§ **DATA FOR THE TASK**
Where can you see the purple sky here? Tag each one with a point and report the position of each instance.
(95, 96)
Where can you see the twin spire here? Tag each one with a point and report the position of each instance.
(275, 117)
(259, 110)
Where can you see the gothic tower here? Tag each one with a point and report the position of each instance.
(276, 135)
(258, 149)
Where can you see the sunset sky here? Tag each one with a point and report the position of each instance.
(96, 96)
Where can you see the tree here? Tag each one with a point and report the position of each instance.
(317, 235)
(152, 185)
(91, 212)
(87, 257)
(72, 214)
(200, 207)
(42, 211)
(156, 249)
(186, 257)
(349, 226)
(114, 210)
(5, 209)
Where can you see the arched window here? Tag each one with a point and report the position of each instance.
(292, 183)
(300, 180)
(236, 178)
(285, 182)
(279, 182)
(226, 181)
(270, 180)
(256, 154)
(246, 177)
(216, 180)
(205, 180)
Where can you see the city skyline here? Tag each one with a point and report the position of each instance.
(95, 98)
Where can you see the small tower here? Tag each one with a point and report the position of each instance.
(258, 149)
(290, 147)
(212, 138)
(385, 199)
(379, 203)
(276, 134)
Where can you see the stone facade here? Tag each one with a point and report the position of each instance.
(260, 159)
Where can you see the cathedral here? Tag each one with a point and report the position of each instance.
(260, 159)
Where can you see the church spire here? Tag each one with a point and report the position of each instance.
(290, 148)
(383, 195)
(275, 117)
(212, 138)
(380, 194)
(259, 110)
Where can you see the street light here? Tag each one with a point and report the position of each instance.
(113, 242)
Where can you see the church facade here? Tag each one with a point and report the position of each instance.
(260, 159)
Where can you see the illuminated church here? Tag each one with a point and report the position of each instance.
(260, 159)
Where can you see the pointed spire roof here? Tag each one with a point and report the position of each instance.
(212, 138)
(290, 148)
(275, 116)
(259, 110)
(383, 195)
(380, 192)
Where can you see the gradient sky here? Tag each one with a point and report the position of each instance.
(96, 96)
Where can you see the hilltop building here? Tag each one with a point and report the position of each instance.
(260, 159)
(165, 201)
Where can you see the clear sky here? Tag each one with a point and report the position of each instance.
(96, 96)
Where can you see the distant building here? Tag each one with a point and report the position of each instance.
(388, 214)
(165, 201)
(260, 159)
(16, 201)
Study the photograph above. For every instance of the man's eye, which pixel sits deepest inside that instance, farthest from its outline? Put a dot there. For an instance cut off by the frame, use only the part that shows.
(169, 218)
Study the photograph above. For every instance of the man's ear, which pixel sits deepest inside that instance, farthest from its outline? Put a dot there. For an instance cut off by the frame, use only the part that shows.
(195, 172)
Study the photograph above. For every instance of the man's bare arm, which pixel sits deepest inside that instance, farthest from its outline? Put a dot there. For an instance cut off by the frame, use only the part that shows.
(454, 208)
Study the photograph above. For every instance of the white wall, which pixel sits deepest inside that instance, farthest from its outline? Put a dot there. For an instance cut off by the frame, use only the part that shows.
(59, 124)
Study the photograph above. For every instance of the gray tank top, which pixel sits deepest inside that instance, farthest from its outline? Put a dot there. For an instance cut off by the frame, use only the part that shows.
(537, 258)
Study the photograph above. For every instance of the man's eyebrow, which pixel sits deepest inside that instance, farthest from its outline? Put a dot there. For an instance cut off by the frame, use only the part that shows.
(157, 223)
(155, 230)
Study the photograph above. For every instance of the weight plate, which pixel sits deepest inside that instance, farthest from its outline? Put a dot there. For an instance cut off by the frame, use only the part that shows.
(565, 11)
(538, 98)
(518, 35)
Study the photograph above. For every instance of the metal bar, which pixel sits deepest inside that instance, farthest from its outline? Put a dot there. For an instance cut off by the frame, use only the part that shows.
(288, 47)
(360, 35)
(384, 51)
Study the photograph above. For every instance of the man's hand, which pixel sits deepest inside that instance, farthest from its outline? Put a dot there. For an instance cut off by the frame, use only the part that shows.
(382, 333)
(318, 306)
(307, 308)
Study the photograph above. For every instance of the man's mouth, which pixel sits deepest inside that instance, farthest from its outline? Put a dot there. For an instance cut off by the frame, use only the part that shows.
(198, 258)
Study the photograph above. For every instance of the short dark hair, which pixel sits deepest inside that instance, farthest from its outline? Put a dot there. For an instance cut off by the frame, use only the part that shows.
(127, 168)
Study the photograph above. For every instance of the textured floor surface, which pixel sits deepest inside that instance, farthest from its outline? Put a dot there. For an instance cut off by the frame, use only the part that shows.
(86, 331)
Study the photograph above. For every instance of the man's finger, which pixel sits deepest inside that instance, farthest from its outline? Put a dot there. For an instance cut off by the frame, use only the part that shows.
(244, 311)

§ **PROBLEM TO WORK ON**
Reproduce every item above word for word, keeping the original order.

§ **ANSWER TO THE TASK**
Where can you see the purple sky here? Tag each one with a point and report the position of each instance.
(95, 96)
Where can you see the twin spire here? Tag each one with a point and report the position of each instance.
(275, 117)
(259, 110)
Where can you see the gothic tower here? Tag each one with a point and report the position of each instance.
(276, 135)
(258, 149)
Where can you see the sunset sky here? Tag each one with a point and report the position of each instance.
(96, 96)
Where can you see the tree here? Tag each one with a point and report the position of each instance.
(317, 235)
(152, 185)
(91, 212)
(87, 257)
(72, 214)
(200, 207)
(42, 211)
(156, 249)
(186, 257)
(349, 226)
(114, 210)
(5, 209)
Where can you see the arched window here? Tag each one with a point and report the position of each instance.
(292, 183)
(300, 180)
(236, 178)
(285, 182)
(279, 182)
(226, 181)
(270, 180)
(256, 154)
(246, 177)
(216, 180)
(205, 180)
Where can you see the city skyline here? Tag each one with a point and report the position of each instance.
(95, 98)
Where can you see the small tower here? Tag each one with a point and report the position of each instance.
(258, 149)
(290, 147)
(212, 138)
(385, 199)
(379, 203)
(276, 134)
Where can you see the stone facade here? Tag each one with a point and report the position of each instance.
(260, 159)
Where can you see the cathedral here? Tag each one with a point and report the position of each instance.
(260, 159)
Where can you see the church spire here? Tag each one with a point and report the position of each instance.
(290, 148)
(383, 195)
(275, 117)
(212, 138)
(380, 194)
(259, 110)
Where can you see the street light here? Tag each one with a point and report the position of each instance.
(113, 242)
Where can you see the church facade here? Tag each one with a point and report the position of each instance.
(260, 159)
Where can you see the illuminated church here? Tag each one with a point and report the position of each instance.
(260, 159)
Where can you see the pointed spire roof here? Tag each one with a point and report the position of each instance.
(212, 138)
(290, 148)
(275, 116)
(259, 110)
(383, 195)
(380, 192)
Where can you see the gradient sky here? Tag each one with a point and report the position of each instance.
(96, 96)
Where can you see the hilltop building here? Tag each one with a point and report the position of each instance.
(260, 159)
(165, 201)
Where can you see the clear sky here? Tag each one with a point and report the position of each instance.
(96, 96)
Where can you see the distant building here? Tag each one with a point and report the position of each instance.
(388, 214)
(165, 201)
(260, 159)
(16, 201)
Study the photograph above. For every instance of the man's eye, which pixel sits deepest inside that instance, farthest from its outline? Put a dot there. For an instance cut off by the frame, use only the part that shows.
(169, 218)
Study the photograph above. For every instance of the man's ear, which pixel sits deepest inside that instance, farthest from its outline? Put a dot there. For an instance cut off by the frame, use only the part that shows.
(195, 172)
Study the photograph above. For every instance of the man's bare arm, which pixel sits deepest inside that instance, farthest from its outline? Put a dot there. For an instance cut off by the frame, use only the part that shows.
(454, 208)
Study the photograph above. For every instance of the white wall, which pixel sits deepest inside that instance, farthest from its outline? Put a dot there. For an instance cut off by the frame, use only the part that shows.
(59, 124)
Study the photograph above. For every instance of the gray tank top, which pixel sits deepest inside that instance, farthest from its outline? Put a dot there. For an instance cut off by the frame, use only the part that shows.
(537, 258)
Study the photograph above. For every instance of the man's eyebrow, which pixel sits deepest inside that instance, farthest from its outline? Put a dot there. For an instance cut off by the frame, use only the part that shows.
(157, 223)
(155, 230)
Study the photograph above. For every instance of the weight plate, which pixel sits deepest inside that instance, farthest from its outline? Put a dot there. For an instance cut off by the frame, use only the part that shows.
(565, 11)
(538, 98)
(518, 35)
Study the photograph above. For every instance of the metal bar, which pixel sits deepest inside that instance, farthest from its outline? Put a dot there. For an instance cut off by the frame, use only the part that shows.
(288, 47)
(360, 35)
(384, 51)
Study the photograph above. For every instance of the man's hand, which pixel sits deepest inside that instance, farthest from its outline? Put a dot there. For an instance cut off by the frame, use only the part that shows.
(382, 333)
(318, 306)
(307, 308)
Study the photograph above. For every instance of the man's mouth, which pixel sits deepest inside that instance, farthest from its outline? Put a dot there. For an instance cut off by the frame, use only the part that shows.
(198, 258)
Study the photograph above. For every instance of the short dark hair, which pixel sits deepest inside that instance, farthest from its outline? Put a dot there. For an instance cut off by the frame, use only the part that shows.
(127, 168)
Study the photograph above. For every instance of the textured floor surface, which pixel sits deepest inside that instance, farthest from its outline? Put a dot there. For an instance cut off by the frame, use only the part that shows.
(86, 331)
Study the photograph above. For every instance of the man's finger, which pixel sits deepest inside that instance, farthest from its outline? Put a dot there. For an instance cut off by the frame, use only the part that shows.
(244, 311)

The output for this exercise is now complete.